## [出題内容]
「the blue book?」を含む行から資料の最後までの部分について、「book」を「magazine」に置き換え、それ以外は一切変えずにその行をすべて書き直してください。

--*--

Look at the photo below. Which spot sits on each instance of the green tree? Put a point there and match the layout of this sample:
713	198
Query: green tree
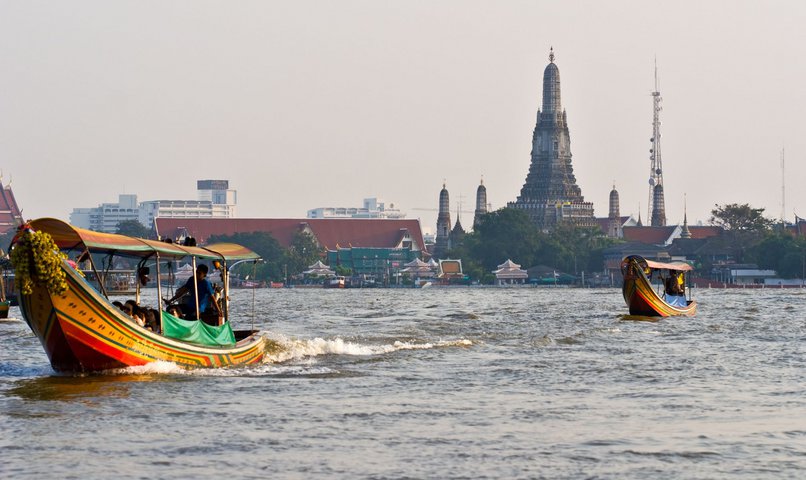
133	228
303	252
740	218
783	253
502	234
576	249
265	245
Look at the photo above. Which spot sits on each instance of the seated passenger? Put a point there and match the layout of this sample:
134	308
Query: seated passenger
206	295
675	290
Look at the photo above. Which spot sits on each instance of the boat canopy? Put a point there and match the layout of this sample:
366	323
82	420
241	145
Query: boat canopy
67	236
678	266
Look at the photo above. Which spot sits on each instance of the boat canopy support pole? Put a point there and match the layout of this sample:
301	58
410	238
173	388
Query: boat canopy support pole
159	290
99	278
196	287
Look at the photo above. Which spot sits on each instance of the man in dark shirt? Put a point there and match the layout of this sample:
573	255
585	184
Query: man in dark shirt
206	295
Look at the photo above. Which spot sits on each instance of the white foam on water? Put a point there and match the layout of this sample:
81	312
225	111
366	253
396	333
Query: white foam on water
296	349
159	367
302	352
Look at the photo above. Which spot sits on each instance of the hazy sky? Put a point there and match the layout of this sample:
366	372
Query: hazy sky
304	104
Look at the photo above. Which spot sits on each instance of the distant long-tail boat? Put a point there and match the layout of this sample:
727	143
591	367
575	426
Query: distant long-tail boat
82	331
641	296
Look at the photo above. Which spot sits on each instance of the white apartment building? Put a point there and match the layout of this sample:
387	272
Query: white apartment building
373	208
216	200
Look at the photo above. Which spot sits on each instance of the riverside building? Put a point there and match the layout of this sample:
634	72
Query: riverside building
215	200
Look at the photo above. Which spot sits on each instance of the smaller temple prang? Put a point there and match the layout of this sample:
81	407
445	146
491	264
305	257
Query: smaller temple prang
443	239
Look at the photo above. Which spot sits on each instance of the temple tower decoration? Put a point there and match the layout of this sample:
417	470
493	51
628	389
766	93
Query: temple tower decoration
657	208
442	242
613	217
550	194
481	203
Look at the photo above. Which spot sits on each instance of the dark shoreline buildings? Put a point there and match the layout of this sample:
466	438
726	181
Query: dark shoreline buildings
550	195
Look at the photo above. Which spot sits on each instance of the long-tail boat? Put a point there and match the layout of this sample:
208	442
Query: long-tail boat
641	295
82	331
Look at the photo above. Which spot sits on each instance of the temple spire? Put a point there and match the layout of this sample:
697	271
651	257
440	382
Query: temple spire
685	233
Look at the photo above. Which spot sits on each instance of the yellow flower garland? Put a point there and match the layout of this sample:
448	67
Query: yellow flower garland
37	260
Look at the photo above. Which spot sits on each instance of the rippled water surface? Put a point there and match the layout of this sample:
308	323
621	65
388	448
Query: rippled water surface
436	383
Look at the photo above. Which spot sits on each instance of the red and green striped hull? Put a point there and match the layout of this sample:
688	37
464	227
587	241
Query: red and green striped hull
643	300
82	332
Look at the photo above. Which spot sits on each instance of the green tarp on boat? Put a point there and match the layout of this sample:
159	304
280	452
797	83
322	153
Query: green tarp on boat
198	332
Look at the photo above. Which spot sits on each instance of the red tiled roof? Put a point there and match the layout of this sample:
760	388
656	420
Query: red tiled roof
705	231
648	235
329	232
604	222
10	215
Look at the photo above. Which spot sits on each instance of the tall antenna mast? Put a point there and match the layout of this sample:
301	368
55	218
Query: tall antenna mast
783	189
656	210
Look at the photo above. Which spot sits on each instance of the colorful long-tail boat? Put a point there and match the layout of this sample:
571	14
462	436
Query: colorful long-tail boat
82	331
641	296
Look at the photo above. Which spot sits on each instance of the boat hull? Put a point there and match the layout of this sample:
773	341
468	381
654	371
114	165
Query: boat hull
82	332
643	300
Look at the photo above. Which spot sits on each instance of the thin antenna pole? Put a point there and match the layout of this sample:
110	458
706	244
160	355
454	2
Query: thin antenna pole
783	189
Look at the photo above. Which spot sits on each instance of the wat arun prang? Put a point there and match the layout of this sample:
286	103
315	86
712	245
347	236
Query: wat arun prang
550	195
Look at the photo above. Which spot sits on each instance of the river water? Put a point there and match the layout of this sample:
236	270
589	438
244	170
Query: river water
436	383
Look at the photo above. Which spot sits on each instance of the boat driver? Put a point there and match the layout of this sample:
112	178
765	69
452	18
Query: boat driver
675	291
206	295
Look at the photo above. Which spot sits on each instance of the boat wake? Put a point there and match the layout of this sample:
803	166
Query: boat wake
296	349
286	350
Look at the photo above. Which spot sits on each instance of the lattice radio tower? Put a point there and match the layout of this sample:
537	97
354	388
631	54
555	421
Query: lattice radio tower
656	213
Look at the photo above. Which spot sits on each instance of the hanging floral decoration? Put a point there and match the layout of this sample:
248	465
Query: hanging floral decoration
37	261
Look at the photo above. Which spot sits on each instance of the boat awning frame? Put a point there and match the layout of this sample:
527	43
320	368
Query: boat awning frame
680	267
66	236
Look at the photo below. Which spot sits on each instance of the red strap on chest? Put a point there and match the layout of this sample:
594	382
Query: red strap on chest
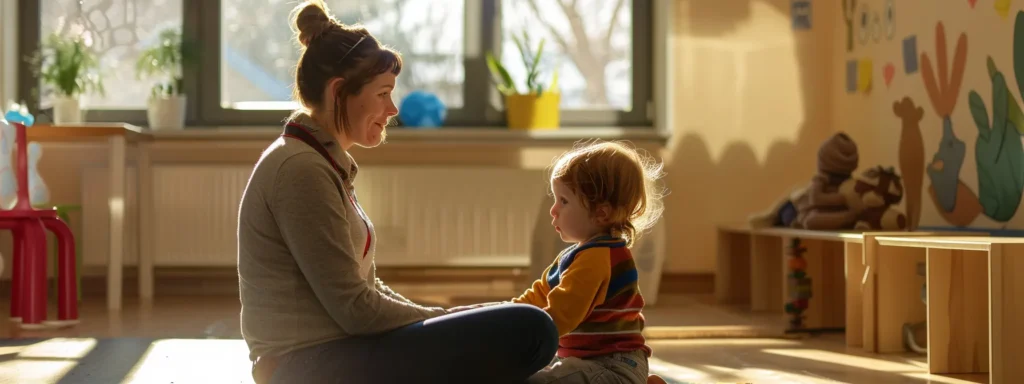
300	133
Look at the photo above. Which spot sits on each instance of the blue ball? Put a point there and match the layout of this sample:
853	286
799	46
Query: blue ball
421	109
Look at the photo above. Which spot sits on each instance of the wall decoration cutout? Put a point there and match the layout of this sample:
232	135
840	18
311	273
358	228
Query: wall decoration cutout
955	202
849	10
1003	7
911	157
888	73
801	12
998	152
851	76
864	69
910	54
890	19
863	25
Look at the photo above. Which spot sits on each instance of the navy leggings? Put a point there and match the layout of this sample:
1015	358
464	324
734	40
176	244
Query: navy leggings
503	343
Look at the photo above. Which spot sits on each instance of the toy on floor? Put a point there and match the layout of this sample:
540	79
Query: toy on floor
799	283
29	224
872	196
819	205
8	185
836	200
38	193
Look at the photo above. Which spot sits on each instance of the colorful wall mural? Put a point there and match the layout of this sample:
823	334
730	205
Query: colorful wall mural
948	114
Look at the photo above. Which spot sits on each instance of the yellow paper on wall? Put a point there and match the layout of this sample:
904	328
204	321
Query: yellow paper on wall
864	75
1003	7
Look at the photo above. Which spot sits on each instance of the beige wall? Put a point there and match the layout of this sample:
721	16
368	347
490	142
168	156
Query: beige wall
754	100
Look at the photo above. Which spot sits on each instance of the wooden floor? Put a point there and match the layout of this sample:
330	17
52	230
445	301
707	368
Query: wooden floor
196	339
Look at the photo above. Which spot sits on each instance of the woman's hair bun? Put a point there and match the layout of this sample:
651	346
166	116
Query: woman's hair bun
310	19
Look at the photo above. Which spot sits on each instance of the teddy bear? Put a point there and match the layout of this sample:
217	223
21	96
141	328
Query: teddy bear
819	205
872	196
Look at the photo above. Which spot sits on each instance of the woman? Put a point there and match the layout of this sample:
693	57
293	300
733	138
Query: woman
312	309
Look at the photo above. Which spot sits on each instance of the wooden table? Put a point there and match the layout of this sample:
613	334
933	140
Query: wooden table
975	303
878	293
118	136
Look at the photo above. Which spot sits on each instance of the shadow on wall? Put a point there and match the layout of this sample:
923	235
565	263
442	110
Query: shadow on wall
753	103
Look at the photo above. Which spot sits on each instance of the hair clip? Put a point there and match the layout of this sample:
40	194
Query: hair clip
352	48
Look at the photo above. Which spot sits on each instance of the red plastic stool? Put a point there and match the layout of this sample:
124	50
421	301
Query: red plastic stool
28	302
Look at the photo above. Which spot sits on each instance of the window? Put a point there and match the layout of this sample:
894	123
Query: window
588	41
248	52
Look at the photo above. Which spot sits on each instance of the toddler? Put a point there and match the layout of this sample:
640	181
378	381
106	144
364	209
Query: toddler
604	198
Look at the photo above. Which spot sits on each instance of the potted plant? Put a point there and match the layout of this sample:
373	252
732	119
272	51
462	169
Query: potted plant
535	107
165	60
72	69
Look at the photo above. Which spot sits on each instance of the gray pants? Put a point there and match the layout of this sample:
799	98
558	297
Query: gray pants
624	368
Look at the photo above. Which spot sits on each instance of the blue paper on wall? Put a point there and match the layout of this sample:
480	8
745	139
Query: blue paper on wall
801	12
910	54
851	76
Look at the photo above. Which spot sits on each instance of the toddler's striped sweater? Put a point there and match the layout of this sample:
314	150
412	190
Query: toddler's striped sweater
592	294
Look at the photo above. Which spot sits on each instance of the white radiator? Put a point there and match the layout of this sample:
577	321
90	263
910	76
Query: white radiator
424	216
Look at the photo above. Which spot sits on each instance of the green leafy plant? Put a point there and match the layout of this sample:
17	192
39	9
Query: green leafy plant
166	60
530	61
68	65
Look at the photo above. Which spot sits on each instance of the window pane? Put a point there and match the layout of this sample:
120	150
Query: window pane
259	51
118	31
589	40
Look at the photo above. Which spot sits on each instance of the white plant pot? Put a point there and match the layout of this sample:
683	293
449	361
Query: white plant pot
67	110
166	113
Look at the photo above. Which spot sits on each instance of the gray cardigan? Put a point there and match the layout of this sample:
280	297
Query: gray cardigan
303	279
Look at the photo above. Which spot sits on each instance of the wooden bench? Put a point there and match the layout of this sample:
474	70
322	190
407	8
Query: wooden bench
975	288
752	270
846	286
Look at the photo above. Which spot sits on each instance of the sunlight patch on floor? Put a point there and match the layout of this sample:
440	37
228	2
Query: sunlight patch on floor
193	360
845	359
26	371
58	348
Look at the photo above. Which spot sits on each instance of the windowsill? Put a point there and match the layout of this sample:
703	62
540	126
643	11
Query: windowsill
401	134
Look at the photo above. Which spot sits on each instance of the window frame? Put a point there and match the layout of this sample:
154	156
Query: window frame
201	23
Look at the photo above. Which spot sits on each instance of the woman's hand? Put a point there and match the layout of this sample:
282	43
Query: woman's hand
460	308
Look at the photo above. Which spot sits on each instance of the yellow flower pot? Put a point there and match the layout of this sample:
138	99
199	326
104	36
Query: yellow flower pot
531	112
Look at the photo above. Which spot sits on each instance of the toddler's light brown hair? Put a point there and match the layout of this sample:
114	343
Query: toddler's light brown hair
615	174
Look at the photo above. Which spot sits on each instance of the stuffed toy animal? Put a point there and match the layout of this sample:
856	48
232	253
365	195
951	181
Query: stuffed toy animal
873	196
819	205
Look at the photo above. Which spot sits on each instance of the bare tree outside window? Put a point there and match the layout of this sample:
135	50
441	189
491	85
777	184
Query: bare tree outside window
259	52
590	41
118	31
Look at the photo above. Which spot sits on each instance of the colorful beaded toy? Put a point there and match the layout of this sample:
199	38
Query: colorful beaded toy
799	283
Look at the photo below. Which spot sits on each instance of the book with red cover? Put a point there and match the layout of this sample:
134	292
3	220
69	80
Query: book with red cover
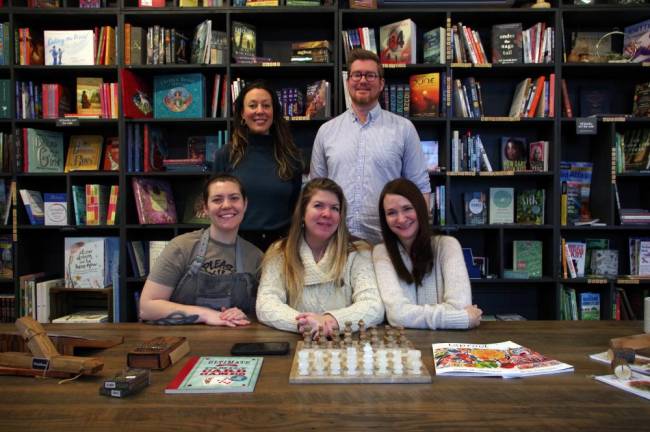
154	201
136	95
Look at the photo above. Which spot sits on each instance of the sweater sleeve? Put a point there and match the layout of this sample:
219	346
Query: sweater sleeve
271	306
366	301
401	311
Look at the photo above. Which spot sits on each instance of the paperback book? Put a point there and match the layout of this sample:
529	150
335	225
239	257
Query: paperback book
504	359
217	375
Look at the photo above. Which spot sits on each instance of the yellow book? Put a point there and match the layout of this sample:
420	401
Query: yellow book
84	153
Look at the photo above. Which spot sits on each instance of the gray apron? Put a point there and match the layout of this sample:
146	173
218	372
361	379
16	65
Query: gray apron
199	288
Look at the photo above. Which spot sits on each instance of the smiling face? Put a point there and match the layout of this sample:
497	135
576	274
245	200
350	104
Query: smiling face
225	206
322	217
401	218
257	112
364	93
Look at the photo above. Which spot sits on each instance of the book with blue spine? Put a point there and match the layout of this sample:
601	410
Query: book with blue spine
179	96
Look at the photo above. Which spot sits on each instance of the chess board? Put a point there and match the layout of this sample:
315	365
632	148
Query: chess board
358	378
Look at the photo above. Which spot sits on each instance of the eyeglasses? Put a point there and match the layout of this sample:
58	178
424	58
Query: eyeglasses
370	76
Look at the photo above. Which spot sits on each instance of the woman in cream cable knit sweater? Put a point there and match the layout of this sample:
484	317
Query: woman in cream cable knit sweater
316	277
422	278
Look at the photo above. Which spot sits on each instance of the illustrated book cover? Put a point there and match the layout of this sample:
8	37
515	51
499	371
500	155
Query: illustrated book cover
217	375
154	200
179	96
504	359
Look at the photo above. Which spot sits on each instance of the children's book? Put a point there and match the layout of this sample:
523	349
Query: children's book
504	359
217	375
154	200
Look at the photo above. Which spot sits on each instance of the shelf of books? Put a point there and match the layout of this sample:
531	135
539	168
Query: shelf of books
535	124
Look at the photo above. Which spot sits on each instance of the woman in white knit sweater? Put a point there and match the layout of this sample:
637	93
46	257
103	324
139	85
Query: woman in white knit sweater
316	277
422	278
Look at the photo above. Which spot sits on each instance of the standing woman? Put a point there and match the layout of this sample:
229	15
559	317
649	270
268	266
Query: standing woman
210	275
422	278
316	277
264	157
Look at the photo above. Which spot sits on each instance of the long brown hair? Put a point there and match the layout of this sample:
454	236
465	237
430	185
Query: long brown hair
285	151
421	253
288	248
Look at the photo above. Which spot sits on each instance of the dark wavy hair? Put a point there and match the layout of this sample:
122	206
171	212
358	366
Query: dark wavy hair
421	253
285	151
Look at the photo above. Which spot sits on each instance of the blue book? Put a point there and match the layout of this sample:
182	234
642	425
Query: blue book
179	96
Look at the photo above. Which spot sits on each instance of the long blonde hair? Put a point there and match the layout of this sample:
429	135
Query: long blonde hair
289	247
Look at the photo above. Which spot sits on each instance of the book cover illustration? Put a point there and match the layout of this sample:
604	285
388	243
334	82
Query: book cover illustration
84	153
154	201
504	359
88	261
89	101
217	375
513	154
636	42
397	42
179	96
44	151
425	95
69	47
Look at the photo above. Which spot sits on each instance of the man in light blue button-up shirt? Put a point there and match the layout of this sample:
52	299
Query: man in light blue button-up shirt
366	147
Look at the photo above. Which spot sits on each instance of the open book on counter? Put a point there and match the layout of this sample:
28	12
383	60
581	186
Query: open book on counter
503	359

--*--

## [正解]
Look at the photo above. Which spot sits on each instance of the blue magazine? Put a point there and match the layout of this sample:
182	234
642	425
Query: blue magazine
179	96
Look at the photo above. Which spot sits on each instance of the long blonde hair? Put a point there and match the layout of this sample:
429	135
Query: long blonde hair
289	247
Look at the photo above. Which spot sits on each instance of the magazine cover illustration? Put a point there and match the layout of this sample:
604	285
388	243
334	82
Query: magazine cover illustration
84	153
154	201
504	359
88	261
89	101
217	375
513	154
636	42
397	42
179	96
44	151
425	95
69	47
Look at the photo above. Which spot sits on each instance of the man in light blue button-up shirt? Put a point there and match the layout of this sample:
52	299
Query: man in light blue button-up shirt
366	147
Look at the photo above. Which spot sits on each instance of the open magazine on counter? Put a point there and match the layout of this sample:
28	12
383	60
581	186
Query: open magazine on counter
503	359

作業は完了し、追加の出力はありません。